INPUT

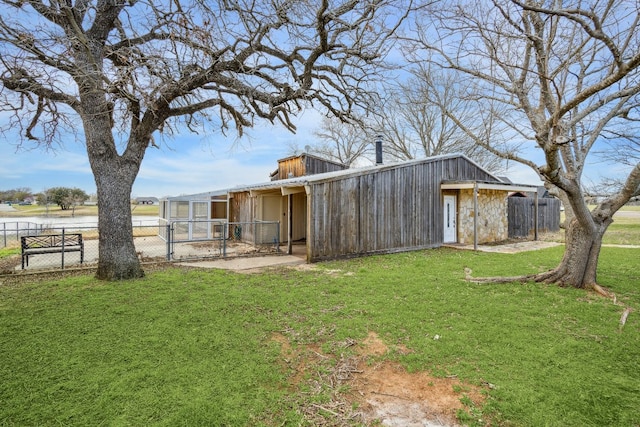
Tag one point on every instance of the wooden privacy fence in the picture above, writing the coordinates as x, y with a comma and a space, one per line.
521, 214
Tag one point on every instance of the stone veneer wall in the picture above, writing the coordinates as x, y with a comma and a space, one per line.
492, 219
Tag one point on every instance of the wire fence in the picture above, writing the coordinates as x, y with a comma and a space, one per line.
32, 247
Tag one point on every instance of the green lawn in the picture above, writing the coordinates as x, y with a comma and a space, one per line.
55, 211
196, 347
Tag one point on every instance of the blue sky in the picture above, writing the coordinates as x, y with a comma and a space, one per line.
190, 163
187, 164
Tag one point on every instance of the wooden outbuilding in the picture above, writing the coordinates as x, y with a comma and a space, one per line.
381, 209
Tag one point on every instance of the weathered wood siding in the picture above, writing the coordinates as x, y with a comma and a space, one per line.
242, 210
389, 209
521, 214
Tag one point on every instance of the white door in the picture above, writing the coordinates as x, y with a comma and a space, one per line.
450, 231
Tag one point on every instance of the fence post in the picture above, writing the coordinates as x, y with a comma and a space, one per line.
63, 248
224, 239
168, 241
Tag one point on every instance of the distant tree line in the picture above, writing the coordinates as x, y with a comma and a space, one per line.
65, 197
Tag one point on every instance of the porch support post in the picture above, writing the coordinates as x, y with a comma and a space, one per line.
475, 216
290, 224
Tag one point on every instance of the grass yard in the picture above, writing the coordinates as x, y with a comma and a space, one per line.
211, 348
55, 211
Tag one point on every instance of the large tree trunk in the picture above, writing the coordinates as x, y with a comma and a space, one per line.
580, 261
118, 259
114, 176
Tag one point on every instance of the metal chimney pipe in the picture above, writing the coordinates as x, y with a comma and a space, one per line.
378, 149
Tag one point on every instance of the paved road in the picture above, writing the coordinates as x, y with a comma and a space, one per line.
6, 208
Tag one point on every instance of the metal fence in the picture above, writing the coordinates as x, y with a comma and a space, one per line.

AIM OF THE TASK
Write out again, exactly, the lines from the one holding "Tag one point on every instance of the grass" through the end of the listing, with both ends included.

RESPONSE
Tag one point on every instance of the grass yard in the picture above, writing the coordinates as x, y with a comma and a space, one per line.
211, 348
55, 211
Tag one point on every instance of the large tree trunk in the picture above, writing the coordinates as x, y with a comma and a space, one per line.
580, 261
118, 259
114, 176
Tag one point on every instance of the metal chimney pipe in the picture above, writing the coordinates as x, y with a comma and a space, one per line.
378, 149
Tag one point on every instance of the paved road in the picture above, writing the coordinates as x, y with a comma and a space, one per line.
6, 208
Tag one point on every instance of the metal fence in the picture above, writing the coordinates as x, y with a comma and a space, one per line.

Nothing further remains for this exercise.